- _Activity list_:
a) Using the benefits article, explain in one to three sentences why next year's benefit raise is expected to be small.
b) Answer these questions from the benefits article, one answer per line, marked to match.
(i) What size of benefit increase do the preliminary figures suggest?
(ii) In what year were automatic increases adopted?
(iii) Which department releases the inflation report?
c) Rewrite the paragraph of the benefits article that begins "The exact size of the cost-of-living adjustment" as a short bulleted list, keeping its main facts.

- _Document text_:
▬▬▬
Benefits recipients can expect small increase again
For the second straight year, millions of Social Security recipients, disabled veterans and federal retirees can expect historically small increases in their benefits come January.
Preliminary figures suggest a benefit increase of roughly 1.5 percent, which would be among the smallest since automatic increases were adopted in 1975, according to an analysis by The Associated Press.
Next year’s raise will be small because consumer prices, as measured by the government, haven’t gone up much in the past year.
The exact size of the cost-of-living adjustment, or COLA, won’t be known until the Labor Department releases the inflation report for September. That was supposed to happen Wednesday, but the report was delayed indefinitely because of the partial government shutdown.
▬▬▬
- _Input data_:
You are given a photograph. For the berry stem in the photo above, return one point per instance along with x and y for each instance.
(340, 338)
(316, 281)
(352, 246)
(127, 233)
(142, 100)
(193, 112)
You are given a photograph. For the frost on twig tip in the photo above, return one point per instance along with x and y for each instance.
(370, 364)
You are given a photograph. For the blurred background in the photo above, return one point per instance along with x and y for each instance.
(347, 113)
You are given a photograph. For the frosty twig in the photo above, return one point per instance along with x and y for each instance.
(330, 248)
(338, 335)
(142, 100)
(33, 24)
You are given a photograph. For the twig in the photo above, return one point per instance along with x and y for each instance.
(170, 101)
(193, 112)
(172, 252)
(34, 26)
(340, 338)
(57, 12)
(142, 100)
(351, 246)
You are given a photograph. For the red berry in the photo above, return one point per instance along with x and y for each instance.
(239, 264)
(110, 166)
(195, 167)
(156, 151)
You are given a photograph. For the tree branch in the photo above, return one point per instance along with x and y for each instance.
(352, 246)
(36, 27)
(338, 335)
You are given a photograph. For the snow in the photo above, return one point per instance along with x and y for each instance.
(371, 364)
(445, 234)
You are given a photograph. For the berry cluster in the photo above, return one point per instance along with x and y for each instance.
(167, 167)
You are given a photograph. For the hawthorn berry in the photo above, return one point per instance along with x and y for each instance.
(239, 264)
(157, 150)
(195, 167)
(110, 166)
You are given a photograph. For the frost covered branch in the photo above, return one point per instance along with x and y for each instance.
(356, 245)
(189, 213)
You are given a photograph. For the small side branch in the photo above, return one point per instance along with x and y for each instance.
▬▬▬
- _Results for each task_:
a) Next year's raise will be small because consumer prices, as the government measures them, have not gone up much in the past year.

b)
(i) Roughly 1.5 percent.
(ii) 1975.
(iii) The Labor Department.

c)
- The exact size of the cost-of-living adjustment (COLA) depends on the Labor Department's September inflation report.
- The report was due Wednesday.
- The partial government shutdown delayed it indefinitely.